▶ **WHAT THE EXERCISE ASKS**
Starting at the first line of the records and going on through the line with "[102,95,217,170]", rewrite those lines as a numbered list with blank lines omitted. Leave the pictures out of the answer.

___ ENTRIES SHOWN

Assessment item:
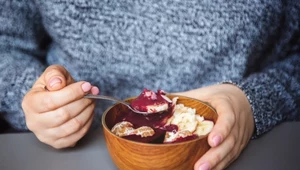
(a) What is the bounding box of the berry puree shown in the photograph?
[111,89,213,143]
[114,89,178,143]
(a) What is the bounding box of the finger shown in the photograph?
[27,81,92,113]
[194,136,235,170]
[91,86,100,95]
[208,99,236,147]
[47,103,95,139]
[53,111,93,149]
[33,65,74,91]
[32,98,93,128]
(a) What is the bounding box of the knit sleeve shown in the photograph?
[0,1,49,130]
[234,54,300,138]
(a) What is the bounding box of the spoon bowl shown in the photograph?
[84,94,153,115]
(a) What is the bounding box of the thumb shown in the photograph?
[43,65,74,91]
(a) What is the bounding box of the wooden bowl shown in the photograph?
[102,95,217,170]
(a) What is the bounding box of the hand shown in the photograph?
[176,84,254,170]
[22,65,99,149]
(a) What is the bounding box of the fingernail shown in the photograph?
[81,82,92,92]
[213,135,221,146]
[199,163,209,170]
[91,87,99,95]
[49,77,62,87]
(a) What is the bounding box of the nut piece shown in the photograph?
[111,121,155,138]
[111,121,134,137]
[134,126,155,138]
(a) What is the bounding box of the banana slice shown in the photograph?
[194,120,214,136]
[111,121,155,138]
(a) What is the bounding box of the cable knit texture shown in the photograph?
[0,0,300,137]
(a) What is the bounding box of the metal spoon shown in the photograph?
[84,94,151,115]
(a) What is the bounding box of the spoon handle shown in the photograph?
[84,94,129,106]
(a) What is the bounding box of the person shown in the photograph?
[0,0,300,170]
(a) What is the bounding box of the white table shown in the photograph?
[0,122,300,170]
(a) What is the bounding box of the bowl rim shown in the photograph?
[101,94,218,147]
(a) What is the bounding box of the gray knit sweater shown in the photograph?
[0,0,300,137]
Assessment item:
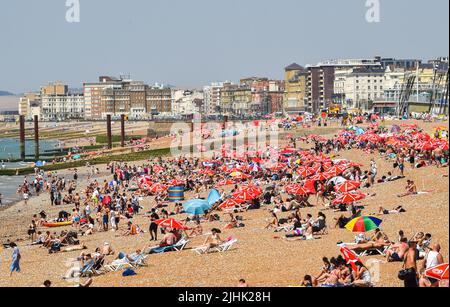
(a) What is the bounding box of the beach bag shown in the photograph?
[398,269,414,280]
[122,269,137,277]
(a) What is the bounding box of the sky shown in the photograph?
[0,0,449,93]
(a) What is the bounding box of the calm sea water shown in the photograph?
[0,139,59,160]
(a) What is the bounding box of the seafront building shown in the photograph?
[14,57,448,121]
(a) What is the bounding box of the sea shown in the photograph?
[0,139,59,205]
[0,139,59,161]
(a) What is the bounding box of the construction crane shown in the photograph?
[397,75,416,117]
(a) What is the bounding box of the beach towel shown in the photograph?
[122,269,137,277]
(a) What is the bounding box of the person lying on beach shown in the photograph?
[264,210,280,229]
[100,242,115,256]
[386,238,409,262]
[352,261,372,288]
[378,206,406,215]
[119,221,143,237]
[188,220,203,238]
[200,228,224,253]
[223,213,244,230]
[397,180,418,197]
[315,257,335,280]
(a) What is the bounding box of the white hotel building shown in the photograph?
[40,94,85,121]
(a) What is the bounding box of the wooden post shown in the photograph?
[106,115,112,149]
[34,115,39,161]
[120,114,125,147]
[19,115,26,161]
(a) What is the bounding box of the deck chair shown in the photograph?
[338,243,389,257]
[173,238,190,252]
[130,253,149,268]
[105,260,133,272]
[193,239,237,255]
[275,224,294,232]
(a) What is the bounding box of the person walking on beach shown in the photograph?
[402,241,419,288]
[9,243,22,277]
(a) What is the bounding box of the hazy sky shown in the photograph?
[0,0,449,93]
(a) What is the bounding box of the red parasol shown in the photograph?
[341,246,362,271]
[425,263,448,280]
[155,218,189,230]
[284,184,310,195]
[334,180,361,193]
[149,183,168,194]
[219,198,241,209]
[333,192,366,205]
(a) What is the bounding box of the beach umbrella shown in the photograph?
[198,169,215,176]
[239,184,263,195]
[102,195,111,206]
[183,199,211,215]
[303,180,317,194]
[334,180,361,193]
[149,183,168,194]
[155,218,189,230]
[267,162,287,171]
[297,166,316,178]
[333,193,366,205]
[326,165,347,177]
[284,184,310,195]
[230,172,252,180]
[341,246,362,271]
[233,191,259,202]
[345,216,383,232]
[309,173,333,181]
[217,179,236,187]
[415,141,436,150]
[425,263,448,280]
[219,198,241,209]
[167,179,186,187]
[152,165,164,174]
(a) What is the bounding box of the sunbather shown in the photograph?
[197,228,224,253]
[386,238,409,262]
[378,206,406,215]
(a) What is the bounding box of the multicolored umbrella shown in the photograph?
[341,246,362,271]
[333,192,366,205]
[345,216,383,232]
[334,180,361,193]
[297,166,316,178]
[155,218,189,230]
[217,179,236,187]
[425,263,448,280]
[149,183,168,194]
[167,179,186,187]
[219,198,241,209]
[284,184,311,195]
[183,199,211,215]
[233,191,259,202]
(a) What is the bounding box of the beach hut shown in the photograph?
[168,186,184,203]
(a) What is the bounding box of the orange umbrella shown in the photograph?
[341,246,362,271]
[309,173,333,181]
[217,179,236,187]
[155,218,189,230]
[425,263,448,280]
[167,179,186,187]
[334,180,361,193]
[297,166,316,178]
[333,193,366,205]
[284,184,310,195]
[233,191,259,202]
[219,198,241,209]
[149,183,168,194]
[239,184,263,196]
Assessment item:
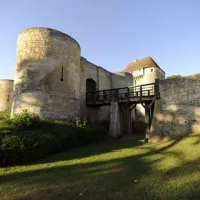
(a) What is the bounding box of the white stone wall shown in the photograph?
[12,28,80,119]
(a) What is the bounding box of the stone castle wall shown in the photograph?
[0,80,14,112]
[12,28,80,119]
[133,67,165,85]
[151,76,200,137]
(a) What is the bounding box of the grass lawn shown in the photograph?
[0,134,200,200]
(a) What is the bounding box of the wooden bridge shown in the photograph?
[86,79,160,139]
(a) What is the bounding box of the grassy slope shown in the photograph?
[0,135,200,200]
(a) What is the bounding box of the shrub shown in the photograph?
[12,110,41,130]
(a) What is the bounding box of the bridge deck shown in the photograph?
[86,81,160,106]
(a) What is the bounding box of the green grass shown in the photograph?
[0,134,200,200]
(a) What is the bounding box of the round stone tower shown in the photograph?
[12,28,80,119]
[0,80,14,112]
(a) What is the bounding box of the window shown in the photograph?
[86,78,96,92]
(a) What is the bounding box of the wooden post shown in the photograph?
[140,85,142,101]
[145,103,149,142]
[154,79,160,99]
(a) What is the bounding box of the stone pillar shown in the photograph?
[110,102,121,137]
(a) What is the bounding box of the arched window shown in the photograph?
[86,78,96,92]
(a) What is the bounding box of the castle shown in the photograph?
[0,27,200,139]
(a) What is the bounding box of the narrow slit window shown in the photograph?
[60,66,64,82]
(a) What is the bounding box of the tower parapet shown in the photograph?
[12,27,80,119]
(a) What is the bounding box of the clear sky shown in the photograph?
[0,0,200,79]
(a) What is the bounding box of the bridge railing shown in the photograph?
[86,82,159,104]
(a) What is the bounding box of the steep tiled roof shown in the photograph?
[123,56,164,73]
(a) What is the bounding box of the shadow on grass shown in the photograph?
[0,135,200,200]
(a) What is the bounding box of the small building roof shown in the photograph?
[123,56,165,73]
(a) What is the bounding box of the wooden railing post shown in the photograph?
[140,85,142,101]
[126,87,130,102]
[154,79,160,99]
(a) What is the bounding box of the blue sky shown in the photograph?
[0,0,200,79]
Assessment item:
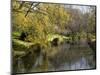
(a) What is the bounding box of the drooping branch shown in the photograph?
[19,1,25,9]
[25,2,40,17]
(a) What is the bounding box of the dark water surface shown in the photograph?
[15,42,96,73]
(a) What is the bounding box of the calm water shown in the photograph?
[15,42,95,73]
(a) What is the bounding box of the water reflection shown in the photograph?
[15,43,95,73]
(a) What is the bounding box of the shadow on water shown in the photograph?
[14,39,96,73]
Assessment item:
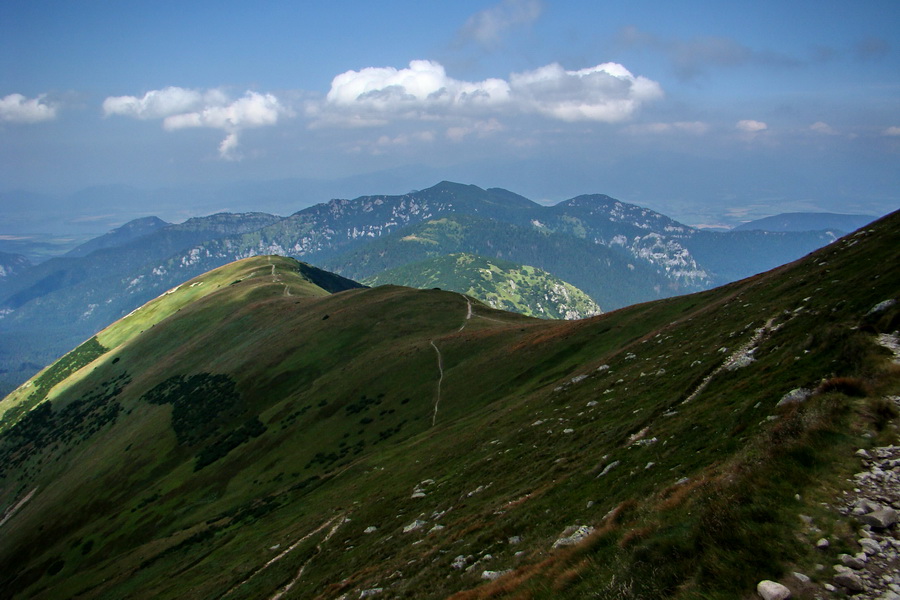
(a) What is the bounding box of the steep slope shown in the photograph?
[322,215,676,309]
[0,181,852,393]
[0,215,900,599]
[364,254,603,319]
[0,213,280,392]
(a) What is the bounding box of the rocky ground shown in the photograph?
[757,397,900,600]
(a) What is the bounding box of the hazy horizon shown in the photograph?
[0,0,900,234]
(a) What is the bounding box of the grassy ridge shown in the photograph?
[364,254,602,319]
[0,217,900,598]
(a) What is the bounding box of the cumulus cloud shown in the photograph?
[510,63,663,123]
[735,119,769,133]
[310,60,663,125]
[326,60,509,113]
[459,0,543,47]
[809,121,839,135]
[619,26,803,79]
[626,121,709,135]
[0,94,56,123]
[103,87,289,160]
[446,119,504,142]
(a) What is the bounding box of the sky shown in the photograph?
[0,0,900,234]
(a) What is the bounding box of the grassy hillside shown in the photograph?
[0,216,900,599]
[364,253,602,319]
[323,215,676,310]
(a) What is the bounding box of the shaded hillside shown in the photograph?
[323,215,676,310]
[0,181,848,393]
[365,254,603,320]
[0,213,280,392]
[0,215,900,599]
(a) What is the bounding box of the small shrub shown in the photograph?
[816,377,871,398]
[868,398,900,431]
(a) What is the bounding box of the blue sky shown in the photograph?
[0,0,900,233]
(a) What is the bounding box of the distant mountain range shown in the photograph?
[0,181,852,398]
[732,213,875,233]
[0,252,31,280]
[363,254,603,320]
[0,205,900,600]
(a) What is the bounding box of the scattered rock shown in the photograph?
[793,571,810,583]
[597,460,621,478]
[834,571,866,594]
[403,519,425,533]
[858,507,900,529]
[866,298,897,316]
[553,525,594,548]
[775,388,812,406]
[756,579,791,600]
[838,554,866,570]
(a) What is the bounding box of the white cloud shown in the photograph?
[163,92,284,131]
[326,60,509,113]
[318,60,663,125]
[460,0,543,46]
[625,121,709,135]
[510,63,663,123]
[103,87,290,160]
[735,119,769,133]
[0,94,56,123]
[446,119,503,142]
[809,121,839,135]
[219,133,241,160]
[103,87,218,119]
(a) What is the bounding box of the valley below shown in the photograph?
[0,204,900,599]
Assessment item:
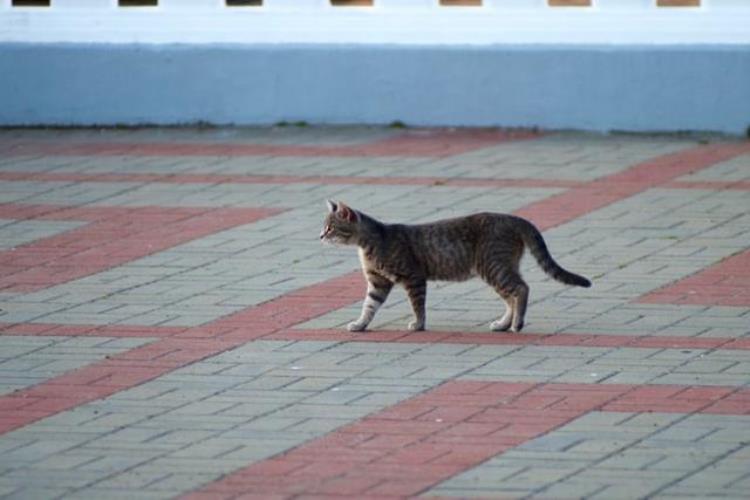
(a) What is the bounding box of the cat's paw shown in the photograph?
[490,319,510,332]
[510,322,523,333]
[408,321,424,332]
[346,321,367,332]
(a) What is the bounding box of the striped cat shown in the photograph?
[320,200,591,332]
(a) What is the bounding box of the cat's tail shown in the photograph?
[518,217,591,288]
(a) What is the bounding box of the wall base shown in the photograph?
[0,44,750,134]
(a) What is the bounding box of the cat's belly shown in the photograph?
[427,268,477,281]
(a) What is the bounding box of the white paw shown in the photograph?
[490,320,510,332]
[510,323,523,333]
[346,321,367,332]
[408,321,424,332]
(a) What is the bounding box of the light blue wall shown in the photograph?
[0,44,750,134]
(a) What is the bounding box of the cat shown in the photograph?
[320,200,591,332]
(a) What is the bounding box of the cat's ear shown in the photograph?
[336,202,359,222]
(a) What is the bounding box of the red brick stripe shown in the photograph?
[185,381,750,500]
[0,272,363,434]
[264,329,750,350]
[516,142,750,229]
[0,129,540,157]
[664,181,750,191]
[0,205,279,293]
[638,250,750,307]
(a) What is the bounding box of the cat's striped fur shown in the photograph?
[320,200,591,332]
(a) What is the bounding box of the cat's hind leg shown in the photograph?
[484,269,529,332]
[510,282,529,332]
[404,280,427,332]
[490,297,513,332]
[347,273,393,332]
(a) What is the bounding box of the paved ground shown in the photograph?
[0,127,750,499]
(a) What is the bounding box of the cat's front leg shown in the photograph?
[404,280,427,332]
[347,274,393,332]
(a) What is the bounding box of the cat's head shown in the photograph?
[320,200,359,245]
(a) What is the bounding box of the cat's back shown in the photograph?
[398,212,508,281]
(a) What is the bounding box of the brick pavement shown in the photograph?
[0,127,750,498]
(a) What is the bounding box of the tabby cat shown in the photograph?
[320,200,591,332]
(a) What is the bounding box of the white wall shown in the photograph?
[0,0,750,46]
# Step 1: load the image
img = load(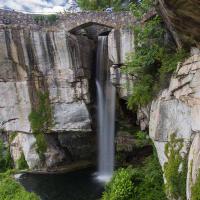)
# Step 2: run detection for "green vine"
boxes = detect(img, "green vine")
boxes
[164,134,187,200]
[191,170,200,200]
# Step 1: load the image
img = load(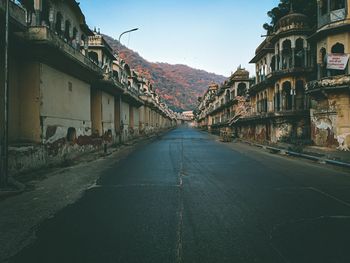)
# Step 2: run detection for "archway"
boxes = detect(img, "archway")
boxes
[89,51,98,64]
[294,38,306,67]
[295,80,305,110]
[282,39,292,69]
[237,82,247,97]
[282,81,293,110]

______

▶ **EXERCISE RESULT**
1. Assessment item:
2. (a) What is the bounding box of the berry puree shown in the photograph?
3. [111,89,213,143]
4. [114,89,178,143]
5. (a) What is the bounding box of the finger shown in the photograph?
6. [27,81,92,113]
7. [194,136,235,170]
8. [91,86,100,95]
9. [208,99,236,147]
10. [47,103,95,139]
11. [53,111,93,149]
12. [33,65,74,91]
13. [32,98,93,128]
14. (a) What is the bounding box of the knit sleeve shown in the photograph?
15. [0,1,49,130]
16. [234,54,300,138]
17. (a) What is the bounding box of the spoon bowl shown in the photograph?
18. [84,94,153,115]
19. (a) What is the bounding box of the thumb shown in the photograph?
20. [43,65,74,91]
21. (a) What is the bounding box of the wooden bowl shown in the photograph?
22. [102,95,217,170]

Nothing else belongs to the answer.